OBJECTIVE: Rewrite the rows from the line that contains "Reviewer check: every instance of the concrete sidewalk" through the end of the rows, both ends included, putting "marker" wherever "keypoint" appears and leaving everything else unchanged. Leave the pictures out of your answer.

[Start MATERIAL FOR THE TASK]

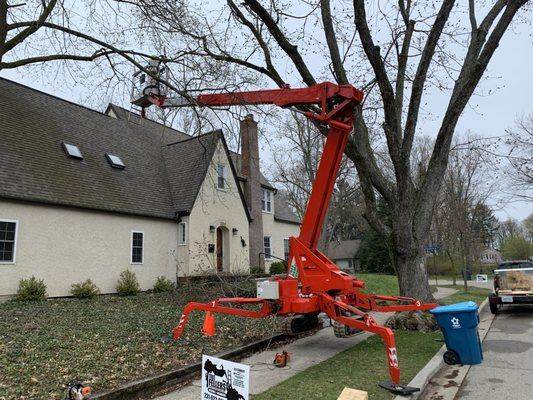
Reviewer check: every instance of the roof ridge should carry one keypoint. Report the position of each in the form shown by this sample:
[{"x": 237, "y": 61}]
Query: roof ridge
[
  {"x": 219, "y": 131},
  {"x": 54, "y": 96},
  {"x": 110, "y": 104}
]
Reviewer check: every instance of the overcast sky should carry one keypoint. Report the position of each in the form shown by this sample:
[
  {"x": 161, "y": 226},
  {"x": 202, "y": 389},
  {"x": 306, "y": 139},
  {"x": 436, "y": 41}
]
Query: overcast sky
[{"x": 511, "y": 86}]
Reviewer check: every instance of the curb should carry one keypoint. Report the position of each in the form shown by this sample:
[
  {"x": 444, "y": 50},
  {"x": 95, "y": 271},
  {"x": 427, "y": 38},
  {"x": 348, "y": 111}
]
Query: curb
[
  {"x": 147, "y": 386},
  {"x": 434, "y": 365}
]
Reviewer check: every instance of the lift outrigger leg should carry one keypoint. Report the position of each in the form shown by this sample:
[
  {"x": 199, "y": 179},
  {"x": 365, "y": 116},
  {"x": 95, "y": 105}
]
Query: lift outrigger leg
[{"x": 313, "y": 284}]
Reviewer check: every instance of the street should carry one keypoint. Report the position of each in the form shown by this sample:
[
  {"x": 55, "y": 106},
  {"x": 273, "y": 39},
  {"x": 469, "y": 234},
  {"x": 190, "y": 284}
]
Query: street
[{"x": 508, "y": 359}]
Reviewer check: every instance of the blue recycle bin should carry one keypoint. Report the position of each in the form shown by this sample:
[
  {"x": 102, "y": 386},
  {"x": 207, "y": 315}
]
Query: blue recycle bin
[{"x": 458, "y": 322}]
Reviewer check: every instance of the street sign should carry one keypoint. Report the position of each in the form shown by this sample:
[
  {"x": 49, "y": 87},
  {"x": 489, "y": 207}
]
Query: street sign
[{"x": 224, "y": 380}]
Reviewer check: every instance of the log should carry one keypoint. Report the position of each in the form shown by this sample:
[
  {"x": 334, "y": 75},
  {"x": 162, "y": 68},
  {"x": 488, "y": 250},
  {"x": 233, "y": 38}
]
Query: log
[{"x": 353, "y": 394}]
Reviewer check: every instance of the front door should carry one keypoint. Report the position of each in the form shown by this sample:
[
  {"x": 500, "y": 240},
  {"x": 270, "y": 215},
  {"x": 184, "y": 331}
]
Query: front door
[{"x": 220, "y": 251}]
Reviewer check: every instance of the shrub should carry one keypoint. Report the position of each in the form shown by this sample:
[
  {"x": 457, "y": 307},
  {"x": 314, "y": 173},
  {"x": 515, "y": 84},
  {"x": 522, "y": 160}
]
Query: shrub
[
  {"x": 84, "y": 290},
  {"x": 278, "y": 267},
  {"x": 32, "y": 289},
  {"x": 256, "y": 270},
  {"x": 164, "y": 285},
  {"x": 128, "y": 285}
]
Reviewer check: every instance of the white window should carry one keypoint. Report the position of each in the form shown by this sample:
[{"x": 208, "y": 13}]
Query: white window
[
  {"x": 72, "y": 151},
  {"x": 8, "y": 241},
  {"x": 115, "y": 161},
  {"x": 266, "y": 200},
  {"x": 137, "y": 247},
  {"x": 286, "y": 249},
  {"x": 267, "y": 249},
  {"x": 182, "y": 233},
  {"x": 221, "y": 176}
]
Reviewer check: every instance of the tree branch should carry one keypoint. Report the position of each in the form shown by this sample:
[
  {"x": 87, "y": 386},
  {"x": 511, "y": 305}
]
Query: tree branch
[
  {"x": 290, "y": 49},
  {"x": 387, "y": 94},
  {"x": 469, "y": 78},
  {"x": 331, "y": 39},
  {"x": 273, "y": 73},
  {"x": 421, "y": 76},
  {"x": 32, "y": 28},
  {"x": 53, "y": 57}
]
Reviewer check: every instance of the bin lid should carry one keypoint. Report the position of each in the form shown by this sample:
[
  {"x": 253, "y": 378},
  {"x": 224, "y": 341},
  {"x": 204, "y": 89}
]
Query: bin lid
[{"x": 453, "y": 308}]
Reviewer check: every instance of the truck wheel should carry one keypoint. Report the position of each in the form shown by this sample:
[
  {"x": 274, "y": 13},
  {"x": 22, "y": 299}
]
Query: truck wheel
[{"x": 451, "y": 357}]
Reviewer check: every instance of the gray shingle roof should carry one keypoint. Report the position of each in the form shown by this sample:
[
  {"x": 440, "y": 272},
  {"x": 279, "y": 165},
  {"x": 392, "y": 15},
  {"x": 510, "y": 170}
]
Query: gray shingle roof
[
  {"x": 34, "y": 167},
  {"x": 164, "y": 167}
]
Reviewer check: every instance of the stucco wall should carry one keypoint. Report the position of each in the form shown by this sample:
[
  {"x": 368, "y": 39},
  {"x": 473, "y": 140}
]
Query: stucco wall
[
  {"x": 277, "y": 231},
  {"x": 214, "y": 207},
  {"x": 65, "y": 245}
]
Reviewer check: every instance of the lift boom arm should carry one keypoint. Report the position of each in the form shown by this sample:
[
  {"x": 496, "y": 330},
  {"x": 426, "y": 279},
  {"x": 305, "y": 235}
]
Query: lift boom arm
[{"x": 313, "y": 283}]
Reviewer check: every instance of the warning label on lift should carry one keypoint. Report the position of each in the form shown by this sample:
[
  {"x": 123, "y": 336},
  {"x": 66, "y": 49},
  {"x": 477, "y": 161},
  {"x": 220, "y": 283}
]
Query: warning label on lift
[{"x": 224, "y": 380}]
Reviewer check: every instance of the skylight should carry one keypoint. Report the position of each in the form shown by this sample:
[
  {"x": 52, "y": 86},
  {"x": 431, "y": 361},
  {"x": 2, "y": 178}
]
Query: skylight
[
  {"x": 115, "y": 161},
  {"x": 72, "y": 150}
]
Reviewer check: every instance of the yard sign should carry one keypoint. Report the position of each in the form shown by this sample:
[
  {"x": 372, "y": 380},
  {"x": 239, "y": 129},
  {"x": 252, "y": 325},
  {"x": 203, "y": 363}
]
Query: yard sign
[{"x": 224, "y": 380}]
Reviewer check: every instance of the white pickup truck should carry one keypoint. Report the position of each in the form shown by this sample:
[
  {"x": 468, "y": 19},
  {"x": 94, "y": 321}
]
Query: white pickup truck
[{"x": 513, "y": 284}]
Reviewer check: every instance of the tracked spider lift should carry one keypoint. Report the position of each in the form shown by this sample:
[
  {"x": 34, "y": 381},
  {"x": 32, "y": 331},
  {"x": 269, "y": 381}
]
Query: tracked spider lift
[{"x": 313, "y": 283}]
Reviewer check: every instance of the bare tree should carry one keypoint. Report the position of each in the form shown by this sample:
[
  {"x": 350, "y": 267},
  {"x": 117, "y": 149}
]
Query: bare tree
[
  {"x": 419, "y": 46},
  {"x": 520, "y": 156}
]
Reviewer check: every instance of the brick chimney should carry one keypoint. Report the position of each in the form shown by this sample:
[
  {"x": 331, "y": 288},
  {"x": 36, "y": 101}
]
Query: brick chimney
[{"x": 252, "y": 187}]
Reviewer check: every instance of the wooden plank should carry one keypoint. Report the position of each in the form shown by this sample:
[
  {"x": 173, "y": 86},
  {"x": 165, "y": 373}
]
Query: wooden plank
[
  {"x": 352, "y": 394},
  {"x": 517, "y": 292}
]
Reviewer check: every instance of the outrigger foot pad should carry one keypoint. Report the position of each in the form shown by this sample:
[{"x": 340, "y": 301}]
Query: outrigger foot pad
[{"x": 399, "y": 389}]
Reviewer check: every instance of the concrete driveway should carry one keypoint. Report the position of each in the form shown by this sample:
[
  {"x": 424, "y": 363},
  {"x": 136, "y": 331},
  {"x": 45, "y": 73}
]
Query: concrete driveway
[{"x": 507, "y": 368}]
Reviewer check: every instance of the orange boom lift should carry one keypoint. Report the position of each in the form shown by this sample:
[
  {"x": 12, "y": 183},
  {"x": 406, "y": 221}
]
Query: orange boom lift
[{"x": 313, "y": 284}]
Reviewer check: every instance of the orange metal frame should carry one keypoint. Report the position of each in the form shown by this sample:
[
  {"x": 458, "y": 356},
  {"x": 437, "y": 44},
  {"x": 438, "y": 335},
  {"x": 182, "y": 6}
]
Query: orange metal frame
[{"x": 319, "y": 285}]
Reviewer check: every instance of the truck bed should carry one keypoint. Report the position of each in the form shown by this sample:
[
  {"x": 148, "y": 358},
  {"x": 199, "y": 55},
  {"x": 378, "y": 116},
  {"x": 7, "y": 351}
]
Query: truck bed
[{"x": 515, "y": 280}]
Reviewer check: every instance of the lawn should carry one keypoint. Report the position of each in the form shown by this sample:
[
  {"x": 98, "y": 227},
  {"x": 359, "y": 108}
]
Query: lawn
[
  {"x": 474, "y": 294},
  {"x": 111, "y": 340},
  {"x": 365, "y": 364},
  {"x": 380, "y": 284},
  {"x": 105, "y": 341}
]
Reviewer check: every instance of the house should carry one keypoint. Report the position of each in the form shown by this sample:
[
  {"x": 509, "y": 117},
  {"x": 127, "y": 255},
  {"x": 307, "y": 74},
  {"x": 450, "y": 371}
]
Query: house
[
  {"x": 85, "y": 194},
  {"x": 490, "y": 256},
  {"x": 344, "y": 254}
]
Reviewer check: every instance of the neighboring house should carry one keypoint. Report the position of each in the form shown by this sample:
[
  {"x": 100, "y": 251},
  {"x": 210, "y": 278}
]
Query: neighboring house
[
  {"x": 344, "y": 254},
  {"x": 490, "y": 256},
  {"x": 85, "y": 194}
]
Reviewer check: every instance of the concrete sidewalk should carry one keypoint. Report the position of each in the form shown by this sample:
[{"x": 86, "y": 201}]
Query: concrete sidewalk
[{"x": 306, "y": 352}]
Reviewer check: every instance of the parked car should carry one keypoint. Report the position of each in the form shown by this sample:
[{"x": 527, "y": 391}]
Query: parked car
[{"x": 513, "y": 284}]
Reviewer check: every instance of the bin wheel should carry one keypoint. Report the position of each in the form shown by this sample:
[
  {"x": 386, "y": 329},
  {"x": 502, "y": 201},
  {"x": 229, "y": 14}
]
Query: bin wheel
[{"x": 451, "y": 357}]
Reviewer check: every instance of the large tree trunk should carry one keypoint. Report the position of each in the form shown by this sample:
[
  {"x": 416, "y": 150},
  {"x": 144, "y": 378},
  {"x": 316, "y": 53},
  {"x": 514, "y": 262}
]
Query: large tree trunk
[
  {"x": 407, "y": 251},
  {"x": 413, "y": 276}
]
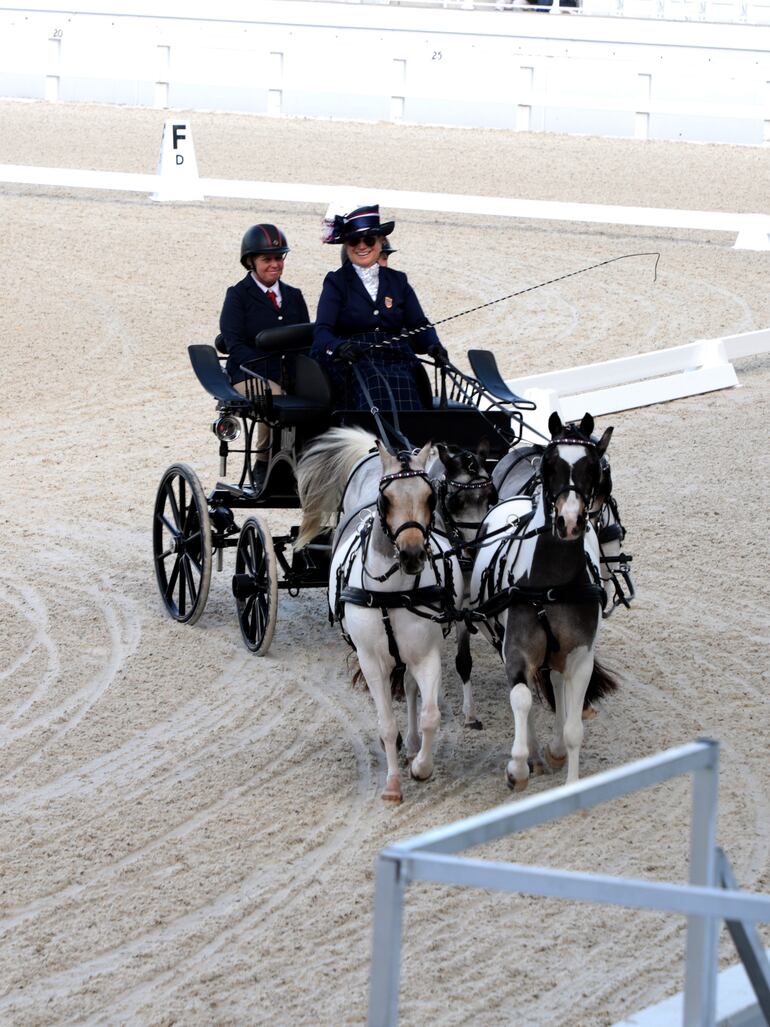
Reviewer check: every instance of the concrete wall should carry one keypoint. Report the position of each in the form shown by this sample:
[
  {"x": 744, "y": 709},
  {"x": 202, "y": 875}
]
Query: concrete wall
[{"x": 516, "y": 70}]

[End MATERIAL FOR THE TASK]

SOLUTION TO THIS EXERCISE:
Reviewer check: every instance of the concrete sidewalk should carry one marker. Report the position of each in the form shown by this sample:
[{"x": 86, "y": 201}]
Query: concrete sidewalk
[{"x": 306, "y": 352}]
Reviewer check: every instance of the parked car should carry one marker. Report the position of each in the form shown by this sample:
[{"x": 527, "y": 391}]
Query: parked car
[{"x": 513, "y": 284}]
Reviewer check: every instance of the bin wheel should carry one marker. Report the position of each in the form shown by this sample:
[
  {"x": 386, "y": 329},
  {"x": 502, "y": 201},
  {"x": 229, "y": 14}
]
Query: bin wheel
[{"x": 451, "y": 357}]
Reviewer check: every instance of the large tree trunk should carry one marker. Report the position of each in the form shown by this sample:
[
  {"x": 416, "y": 150},
  {"x": 144, "y": 378},
  {"x": 316, "y": 53},
  {"x": 514, "y": 262}
]
Query: large tree trunk
[
  {"x": 407, "y": 251},
  {"x": 413, "y": 276}
]
Reviewer check: every instance of the concrete wall should carry one marker. Report the position of each in the form shown by this sample:
[
  {"x": 744, "y": 709},
  {"x": 202, "y": 875}
]
Query: concrete wall
[{"x": 516, "y": 70}]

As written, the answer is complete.